§ **Document section**:
When John and Susan divorced in 1955, John Russell retained custody of his children, though they did not live with him. In 1960, Bertrand and Edith Russell sought to further secure the girls’ situation by seeking full custody of them (Monk 394). A protracted legal dispute ensued, and in the end, Bertrand and Edith won full custody (1961), with John Russell retaining visitation rights (Monk 400).

Lucy and her sisters received a traditional education for children of the British upper class; they attended private boarding schools, including Kingsmuir School in Sussex, Moreton Hall in Shropshire, and Dartington Hall in Dartington. They spent their summer holidays with Bertrand and Edith at Plas Penrhyn, Russell’s home in North Wales. Lucy excelled in her primary school studies, demonstrating an interest in mathematics, like her grandfather, and a strong aptitude for languages. Her papers, held at the Bertrand Russell Archives at McMaster University Library, reveal her interest in literature and art as well.

Lucy Russell’s archive contains letters sent to Lucy and her sisters from their relatives about the custody dispute, as well as letters they sent one another in an attempt to make sense of the situations around them. Lucy and her sisters remained, for a time, in a tight information loop, and often struck a defiant note in their recounting of the narratives their adult caretakers had told them. “We are not going to carry on the sordid traditions of our ancestors,” Anne wrote to her younger sisters in 1962 upon learning of her mother’s remarriage.


Letter from Lucy Russell to Anne Russell

Lucy’s summary of her parents’ marital breakdown and the issues in her family.


Letter from Anne Russell to Lucy and Sarah Russell

Anne writes to her sisters upon learning of her mother’s remarriage in 1962.


Letter from Dora Russell (neé Black) to Anne, Sarah, and Lucy Russell

Dora Russell writes to her grandchildren in the spring of 1964, a time when Bertrand and Edith Russell were attempting to revisit the terms of their 1961 custody agreement to prevent John Russell, Dora’s son, from seeing his children. Russell and Edith made this move following receipt of a series of packages from John containing obscene language (Monk 488). Lucy became heavily involved in the family conflict which followed, and in the same year began to experience difficulties at school (Monk 492).

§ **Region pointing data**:
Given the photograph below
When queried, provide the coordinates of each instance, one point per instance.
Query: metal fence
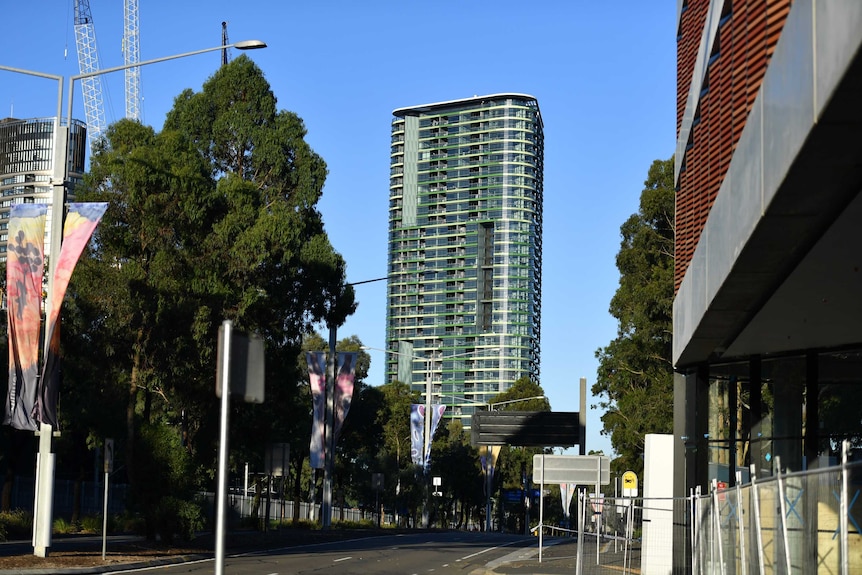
(91, 497)
(803, 522)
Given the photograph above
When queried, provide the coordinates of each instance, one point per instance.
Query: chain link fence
(803, 522)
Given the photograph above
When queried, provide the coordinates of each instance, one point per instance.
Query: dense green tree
(457, 463)
(635, 375)
(212, 218)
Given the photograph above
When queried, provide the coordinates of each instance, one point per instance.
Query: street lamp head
(249, 45)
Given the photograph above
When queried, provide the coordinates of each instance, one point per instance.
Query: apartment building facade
(465, 248)
(27, 170)
(767, 330)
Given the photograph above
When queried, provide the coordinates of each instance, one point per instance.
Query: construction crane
(131, 55)
(88, 62)
(224, 42)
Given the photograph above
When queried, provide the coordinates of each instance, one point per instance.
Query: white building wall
(657, 550)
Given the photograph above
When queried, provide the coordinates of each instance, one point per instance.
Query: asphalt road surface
(407, 554)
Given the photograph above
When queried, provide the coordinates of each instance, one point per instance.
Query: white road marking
(488, 549)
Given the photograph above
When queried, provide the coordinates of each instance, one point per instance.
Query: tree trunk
(297, 489)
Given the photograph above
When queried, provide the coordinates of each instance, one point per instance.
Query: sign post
(109, 468)
(240, 362)
(578, 469)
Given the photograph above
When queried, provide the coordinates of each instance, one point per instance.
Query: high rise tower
(465, 248)
(27, 166)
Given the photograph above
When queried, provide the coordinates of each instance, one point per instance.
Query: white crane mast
(88, 61)
(131, 55)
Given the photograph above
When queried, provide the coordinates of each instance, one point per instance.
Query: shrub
(63, 527)
(176, 517)
(16, 524)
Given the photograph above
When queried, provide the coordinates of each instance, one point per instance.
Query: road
(406, 554)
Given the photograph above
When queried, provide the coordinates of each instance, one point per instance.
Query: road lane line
(488, 549)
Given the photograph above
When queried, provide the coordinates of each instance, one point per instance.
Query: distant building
(465, 247)
(27, 167)
(768, 307)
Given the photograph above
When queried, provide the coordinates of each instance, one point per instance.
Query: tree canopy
(635, 375)
(212, 218)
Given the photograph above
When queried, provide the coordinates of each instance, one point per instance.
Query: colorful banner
(24, 271)
(343, 389)
(81, 221)
(417, 432)
(317, 379)
(489, 460)
(436, 415)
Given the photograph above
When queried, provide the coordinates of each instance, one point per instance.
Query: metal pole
(488, 486)
(743, 562)
(426, 456)
(222, 449)
(844, 510)
(105, 519)
(328, 436)
(541, 507)
(755, 500)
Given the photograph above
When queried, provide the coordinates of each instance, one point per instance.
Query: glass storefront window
(840, 401)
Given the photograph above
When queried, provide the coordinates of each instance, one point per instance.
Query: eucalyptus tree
(213, 218)
(635, 375)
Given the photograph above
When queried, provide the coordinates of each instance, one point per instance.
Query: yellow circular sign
(630, 484)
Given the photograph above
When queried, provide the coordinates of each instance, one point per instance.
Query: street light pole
(42, 507)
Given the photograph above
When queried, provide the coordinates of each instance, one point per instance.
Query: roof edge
(409, 110)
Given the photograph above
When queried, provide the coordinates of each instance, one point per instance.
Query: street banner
(343, 389)
(24, 270)
(567, 490)
(417, 431)
(342, 398)
(436, 415)
(489, 460)
(81, 222)
(317, 379)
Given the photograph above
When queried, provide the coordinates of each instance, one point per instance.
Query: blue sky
(604, 74)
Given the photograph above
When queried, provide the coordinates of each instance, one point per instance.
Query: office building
(465, 248)
(767, 311)
(27, 167)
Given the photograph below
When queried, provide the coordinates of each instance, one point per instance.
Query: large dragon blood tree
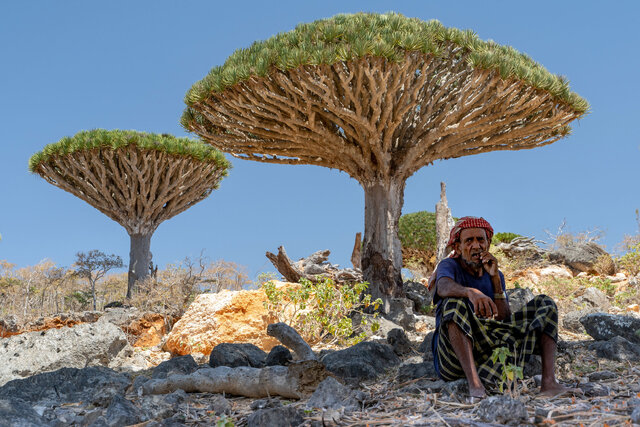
(137, 179)
(378, 97)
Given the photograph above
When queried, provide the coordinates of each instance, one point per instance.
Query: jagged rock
(233, 355)
(177, 365)
(593, 297)
(571, 320)
(602, 375)
(15, 412)
(617, 348)
(87, 344)
(286, 416)
(578, 256)
(401, 313)
(223, 317)
(418, 293)
(279, 355)
(518, 298)
(413, 371)
(363, 361)
(604, 326)
(502, 409)
(594, 389)
(330, 394)
(398, 340)
(66, 385)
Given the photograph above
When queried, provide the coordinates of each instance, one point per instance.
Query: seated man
(473, 316)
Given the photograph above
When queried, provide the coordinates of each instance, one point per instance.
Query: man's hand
(489, 262)
(483, 306)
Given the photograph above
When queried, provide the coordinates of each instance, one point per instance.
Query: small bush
(320, 311)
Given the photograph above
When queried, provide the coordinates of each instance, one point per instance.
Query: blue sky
(74, 65)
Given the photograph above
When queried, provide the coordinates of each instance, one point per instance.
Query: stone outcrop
(86, 344)
(224, 317)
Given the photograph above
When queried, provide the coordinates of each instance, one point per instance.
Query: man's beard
(472, 264)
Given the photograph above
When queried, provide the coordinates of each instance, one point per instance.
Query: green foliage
(348, 37)
(320, 311)
(631, 260)
(511, 373)
(114, 139)
(503, 238)
(418, 230)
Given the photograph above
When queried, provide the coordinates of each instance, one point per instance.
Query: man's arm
(483, 306)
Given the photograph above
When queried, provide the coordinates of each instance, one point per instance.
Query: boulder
(398, 340)
(593, 297)
(578, 256)
(617, 348)
(234, 355)
(518, 298)
(224, 317)
(364, 361)
(87, 344)
(604, 326)
(503, 410)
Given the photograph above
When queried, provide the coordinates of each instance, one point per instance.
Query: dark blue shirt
(451, 268)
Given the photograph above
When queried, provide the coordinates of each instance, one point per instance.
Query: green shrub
(503, 238)
(320, 311)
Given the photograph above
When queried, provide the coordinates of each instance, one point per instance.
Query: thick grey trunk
(382, 252)
(139, 260)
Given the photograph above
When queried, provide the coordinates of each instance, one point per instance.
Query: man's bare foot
(557, 389)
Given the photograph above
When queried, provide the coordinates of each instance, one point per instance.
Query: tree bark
(382, 252)
(139, 260)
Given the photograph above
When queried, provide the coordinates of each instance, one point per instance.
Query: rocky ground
(87, 373)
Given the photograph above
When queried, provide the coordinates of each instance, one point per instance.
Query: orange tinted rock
(225, 317)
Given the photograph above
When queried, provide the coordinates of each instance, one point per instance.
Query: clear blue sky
(73, 65)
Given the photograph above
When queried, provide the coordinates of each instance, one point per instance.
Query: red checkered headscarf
(468, 222)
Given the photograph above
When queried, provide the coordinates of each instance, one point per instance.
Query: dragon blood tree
(137, 179)
(378, 97)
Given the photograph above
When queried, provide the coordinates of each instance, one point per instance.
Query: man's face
(473, 241)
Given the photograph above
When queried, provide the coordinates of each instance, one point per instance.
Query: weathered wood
(356, 254)
(444, 224)
(284, 265)
(290, 338)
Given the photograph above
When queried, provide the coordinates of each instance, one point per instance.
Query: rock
(518, 298)
(286, 416)
(398, 340)
(502, 409)
(418, 293)
(578, 256)
(401, 313)
(602, 375)
(603, 326)
(15, 412)
(224, 317)
(425, 347)
(594, 389)
(413, 371)
(87, 344)
(234, 355)
(571, 320)
(67, 385)
(330, 394)
(122, 412)
(177, 365)
(364, 361)
(279, 355)
(593, 297)
(617, 348)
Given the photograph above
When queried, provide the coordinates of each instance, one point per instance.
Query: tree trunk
(139, 260)
(382, 252)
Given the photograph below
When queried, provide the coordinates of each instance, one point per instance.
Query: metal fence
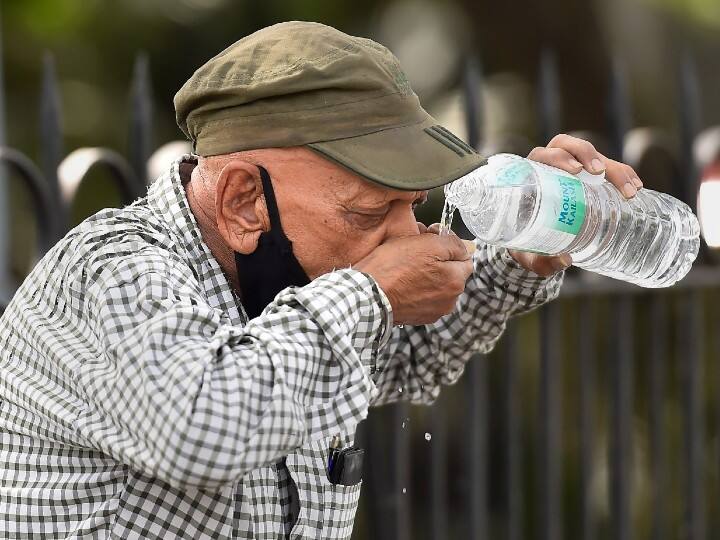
(540, 439)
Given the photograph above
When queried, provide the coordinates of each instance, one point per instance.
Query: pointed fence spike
(140, 131)
(549, 96)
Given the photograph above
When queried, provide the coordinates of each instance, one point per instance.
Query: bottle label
(561, 213)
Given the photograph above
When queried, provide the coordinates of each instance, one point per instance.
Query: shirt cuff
(364, 314)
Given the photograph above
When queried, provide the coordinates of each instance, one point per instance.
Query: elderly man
(179, 368)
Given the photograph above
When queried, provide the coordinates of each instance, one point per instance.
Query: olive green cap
(346, 97)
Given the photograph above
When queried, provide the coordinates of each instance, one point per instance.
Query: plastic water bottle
(650, 240)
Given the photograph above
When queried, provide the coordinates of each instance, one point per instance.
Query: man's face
(333, 217)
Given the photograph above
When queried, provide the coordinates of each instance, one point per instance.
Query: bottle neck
(468, 192)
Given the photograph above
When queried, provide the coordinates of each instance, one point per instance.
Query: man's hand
(421, 275)
(572, 155)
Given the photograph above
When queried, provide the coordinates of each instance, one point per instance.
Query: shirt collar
(166, 196)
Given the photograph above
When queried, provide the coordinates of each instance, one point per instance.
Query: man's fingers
(592, 160)
(557, 157)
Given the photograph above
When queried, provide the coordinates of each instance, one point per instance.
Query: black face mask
(272, 267)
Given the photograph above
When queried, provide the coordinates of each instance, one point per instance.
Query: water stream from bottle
(446, 218)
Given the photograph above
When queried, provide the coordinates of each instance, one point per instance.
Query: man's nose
(402, 224)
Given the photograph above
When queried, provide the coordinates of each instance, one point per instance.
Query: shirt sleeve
(181, 394)
(418, 360)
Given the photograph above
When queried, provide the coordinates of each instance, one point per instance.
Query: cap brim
(415, 157)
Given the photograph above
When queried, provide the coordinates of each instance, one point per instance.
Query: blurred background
(597, 417)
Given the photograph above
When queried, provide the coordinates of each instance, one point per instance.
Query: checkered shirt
(137, 401)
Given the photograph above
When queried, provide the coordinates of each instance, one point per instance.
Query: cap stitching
(221, 121)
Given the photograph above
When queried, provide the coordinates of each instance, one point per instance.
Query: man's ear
(240, 206)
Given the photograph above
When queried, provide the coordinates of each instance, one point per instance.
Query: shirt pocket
(341, 503)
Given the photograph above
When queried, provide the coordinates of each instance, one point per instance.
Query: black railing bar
(476, 374)
(140, 129)
(700, 277)
(5, 281)
(403, 521)
(471, 93)
(657, 343)
(586, 348)
(620, 448)
(549, 97)
(477, 447)
(513, 472)
(689, 108)
(689, 356)
(51, 136)
(549, 422)
(618, 109)
(47, 231)
(437, 439)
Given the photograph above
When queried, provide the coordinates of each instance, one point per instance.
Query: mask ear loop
(271, 204)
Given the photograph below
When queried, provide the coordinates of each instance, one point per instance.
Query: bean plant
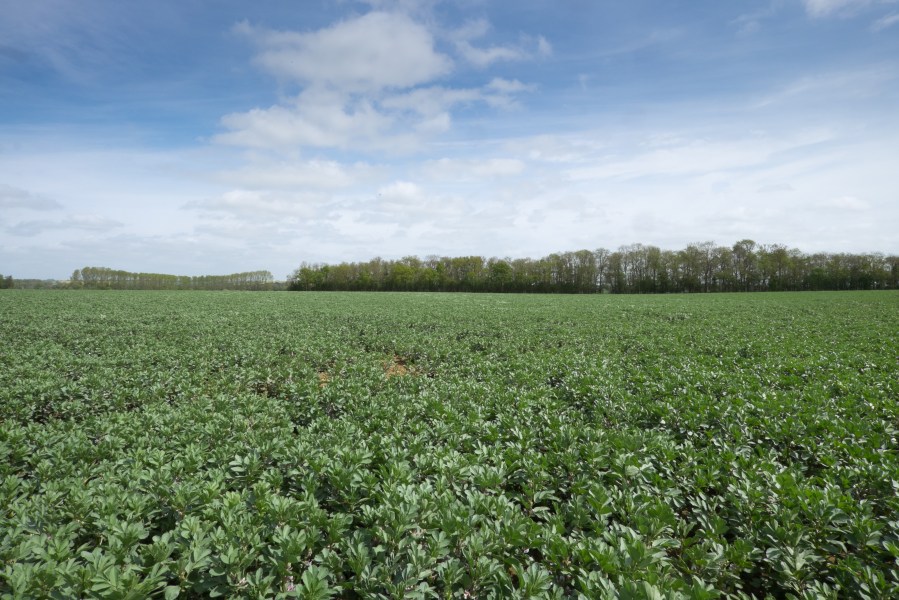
(428, 446)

§ **Problem requirements**:
According to the passage about Lucy Russell, in what year did Bertrand and Edith Russell win full custody of the girls?

§ **Answer for this exercise**:
1961